● Given text:
HDTV prices soon started their own downhill descent. Panasonic broke the $2,000 price barrier in the summer of 2001 with its PT-47WX49 monitor. Meanwhile, Mitsubishi introduced sets with FireWire connections, including the innovative WS-73909 that I reviewed in February/March 2002, which let you record off-air HDTV broadcasts to a D-VHS video recorder. Finally, high-def time-shifting had arrived!
The FCC’s timetable said that all commercial broadcast TV stations had to get their digital channel up and running by May 1, 2002. But as that day came and went, 70% of them hadn’t made the jump. That prompted the new FCC chairman, Michael Powell, to come up with a voluntary schedule for broadcasters and cable and satellite providers to work HDTV into their mix. His plan also suggested that digital tuners be built into new TVs. By August 2002, however, Powell’s suggestion had become an official FCC mandate.
Things began to move in 2002. Midyear, the National Cable Television Association announced that the nine largest cable operators — accounting for 85% of the country’s cable subscribers — planned to offer HDTV service by January 2003. Given that two-thirds of TV viewers in the U.S are connected to cable, the NCTA’s notice paved the way for HDTV to take off.
Around the time high-def cable channels appeared, viewers saw their digital TV options expand beyond huge tube-based projection TVs. Flat-panel plasma and LCD TVs weren’t new, but they had been so expensive few people could afford one. Then along came Gateway’s 42-inch GTW-P42M102 widescreen plasma monitor (reviewed in February/March 2003). While it offered only enhanced-definition resolution, its $3,000 price changed everyone’s notion that plasma was out of the reach of ordinary folks, and prices have declined ever since. So next time you’re in Sam’s Club, check out the plasma TVs — they’ll be in aisle four between the frozen food and the bulk paper towels.
Not many people had been thinking about the possibility of high-definition camcorders, but that changed with the arrival of JVC’s $3,500 GR-HD1 (reviewed in July/ August 2003). The technology behind the GR-HD1 has been proposed as a standard (tentative name: HDV) by a group that includes JVC, Canon, Sharp, and Sony, which means that your next camcorder might well be a high-def model.
With cable companies feverishly adding HDTV — a trend that we documented in “What’s on HDTV and Where to Get It” (June and October 2003) — you no longer have to rely on a rooftop antenna to get local digital broadcast channels. But what if you want to plug your cable directly into the back of the TV, like you did with your analog set? Panasonic and Hitachi rose to the challenge by introducing “cable-ready” HDTVs late in 2003.
Five years down the road, I’m still impressed by HDTV’s incredibly detailed picture and 5.1-channel sound. And radical new display technologies are on their way, like OLED (Organic Light-Emitting Diode) — a thin-film display that makes current flat-panel TVs look quaint. An HDTV that unrolls in sheets like wallpaper? Now that’s something I’ve got to see.

● Directions: How would the HDTV history text go on? Continue it from its final sentence.

Named-object pointing records:
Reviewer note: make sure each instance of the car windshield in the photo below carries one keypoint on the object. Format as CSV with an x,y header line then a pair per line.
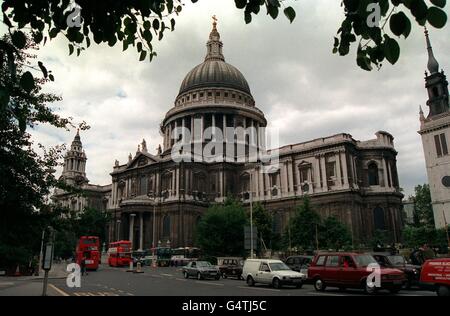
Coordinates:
x,y
364,260
278,266
397,260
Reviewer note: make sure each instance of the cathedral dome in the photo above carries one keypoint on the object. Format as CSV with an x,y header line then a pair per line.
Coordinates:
x,y
214,73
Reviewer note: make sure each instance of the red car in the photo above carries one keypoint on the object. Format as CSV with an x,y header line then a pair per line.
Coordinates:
x,y
436,274
350,270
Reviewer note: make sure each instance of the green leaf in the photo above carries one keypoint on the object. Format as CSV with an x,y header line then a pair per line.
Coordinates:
x,y
290,13
18,39
400,24
436,17
439,3
247,17
27,81
391,49
43,69
240,4
272,11
143,55
53,32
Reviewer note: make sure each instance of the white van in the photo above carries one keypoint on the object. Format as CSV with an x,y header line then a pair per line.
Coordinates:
x,y
272,272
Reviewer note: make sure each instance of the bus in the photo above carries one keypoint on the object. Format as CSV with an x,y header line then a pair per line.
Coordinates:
x,y
119,253
88,248
183,255
163,256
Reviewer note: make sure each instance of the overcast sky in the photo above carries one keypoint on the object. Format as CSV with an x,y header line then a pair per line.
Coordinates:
x,y
303,89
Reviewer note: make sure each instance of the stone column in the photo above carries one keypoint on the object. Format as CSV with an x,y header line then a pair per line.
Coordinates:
x,y
338,169
324,172
284,180
261,184
344,168
141,230
131,234
317,179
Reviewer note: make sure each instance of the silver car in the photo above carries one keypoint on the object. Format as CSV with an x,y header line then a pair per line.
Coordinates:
x,y
201,270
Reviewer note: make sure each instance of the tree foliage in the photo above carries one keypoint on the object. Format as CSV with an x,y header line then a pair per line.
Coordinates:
x,y
262,219
140,23
334,234
221,229
423,209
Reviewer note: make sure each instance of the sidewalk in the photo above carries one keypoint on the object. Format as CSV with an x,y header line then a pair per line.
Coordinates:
x,y
58,271
15,287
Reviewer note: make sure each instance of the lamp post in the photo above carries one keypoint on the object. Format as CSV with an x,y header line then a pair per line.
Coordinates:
x,y
118,230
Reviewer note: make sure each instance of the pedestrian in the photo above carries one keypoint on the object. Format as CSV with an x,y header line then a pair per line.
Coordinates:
x,y
83,266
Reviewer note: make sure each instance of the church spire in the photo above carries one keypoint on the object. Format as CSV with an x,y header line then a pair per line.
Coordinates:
x,y
214,45
433,65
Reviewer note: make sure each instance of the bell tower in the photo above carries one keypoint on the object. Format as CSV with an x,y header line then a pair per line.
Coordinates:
x,y
435,133
74,172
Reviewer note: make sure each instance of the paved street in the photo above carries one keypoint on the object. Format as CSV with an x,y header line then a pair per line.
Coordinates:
x,y
169,281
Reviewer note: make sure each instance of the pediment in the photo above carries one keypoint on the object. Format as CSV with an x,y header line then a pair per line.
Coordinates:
x,y
142,159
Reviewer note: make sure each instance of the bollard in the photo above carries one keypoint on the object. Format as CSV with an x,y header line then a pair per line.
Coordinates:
x,y
138,268
130,269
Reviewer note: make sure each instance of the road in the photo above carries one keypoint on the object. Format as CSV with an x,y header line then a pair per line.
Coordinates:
x,y
109,281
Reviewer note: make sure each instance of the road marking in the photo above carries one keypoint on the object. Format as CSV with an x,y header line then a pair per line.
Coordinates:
x,y
58,290
258,288
325,294
210,283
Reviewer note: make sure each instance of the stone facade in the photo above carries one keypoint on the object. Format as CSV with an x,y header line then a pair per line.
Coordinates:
x,y
435,133
355,181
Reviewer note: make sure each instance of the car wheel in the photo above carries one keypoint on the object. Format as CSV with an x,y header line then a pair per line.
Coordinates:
x,y
276,283
394,290
369,289
319,285
443,290
408,284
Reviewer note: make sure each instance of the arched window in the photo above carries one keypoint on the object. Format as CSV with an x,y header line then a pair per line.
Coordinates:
x,y
199,184
166,226
378,219
143,185
245,182
373,174
276,223
167,181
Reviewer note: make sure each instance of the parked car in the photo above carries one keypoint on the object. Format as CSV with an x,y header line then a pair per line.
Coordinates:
x,y
272,272
350,270
299,263
201,270
230,267
389,260
435,275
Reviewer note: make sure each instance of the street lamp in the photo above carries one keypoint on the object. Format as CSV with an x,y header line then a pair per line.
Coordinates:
x,y
118,229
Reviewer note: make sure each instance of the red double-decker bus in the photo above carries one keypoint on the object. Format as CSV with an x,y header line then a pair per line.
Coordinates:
x,y
119,253
88,248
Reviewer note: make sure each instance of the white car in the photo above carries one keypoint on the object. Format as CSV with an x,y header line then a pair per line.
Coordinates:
x,y
272,272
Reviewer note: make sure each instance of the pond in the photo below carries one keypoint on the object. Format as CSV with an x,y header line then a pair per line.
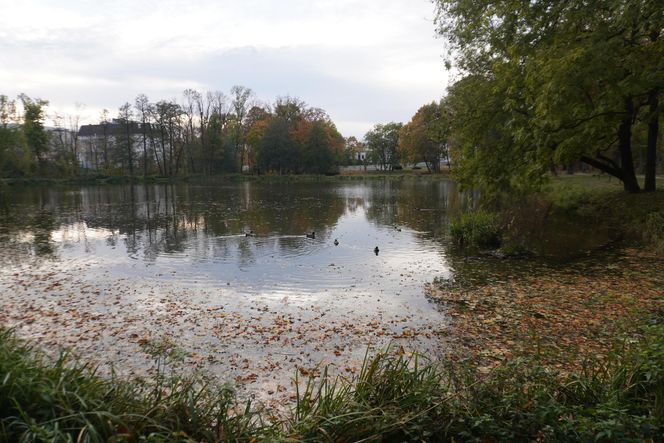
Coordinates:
x,y
227,273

● Exercise answer:
MP3
The arrival of MP3 put the music of the world at everyone's fingertips
What a difference a day makes — let alone five years! In 1999, CD sales were strong, and the CD’s two worthy successors, DVD-Audio and Super Audio CD, were preparing to carry the disc legacy into the new millennium. Then, almost overnight, downloading, streaming, and file sharing changed the way millions of people obtain music, shaking up the entire relationship between the record labels and their customers, and forever changing the way music is sold. The convergence of the Web, MP3 coding, and peer-to-peer file-sharing programs like Napster and KaZaA will go down in history as an example of what happens when worlds collide. And S&V was there, witness to monumental change.

In April 1999, I wrote a column titled “Manifest Destiny” predicting the creation of a giant worldwide jukebox that would allow people to listen to any piece of music ever recorded by paying a buck or less. In the same issue, David Ranada tackled the more immediate problem of MP3 sound quality, concluding that the files can sound good but can also sound very bad. Would high-fidelity become a thing of the past?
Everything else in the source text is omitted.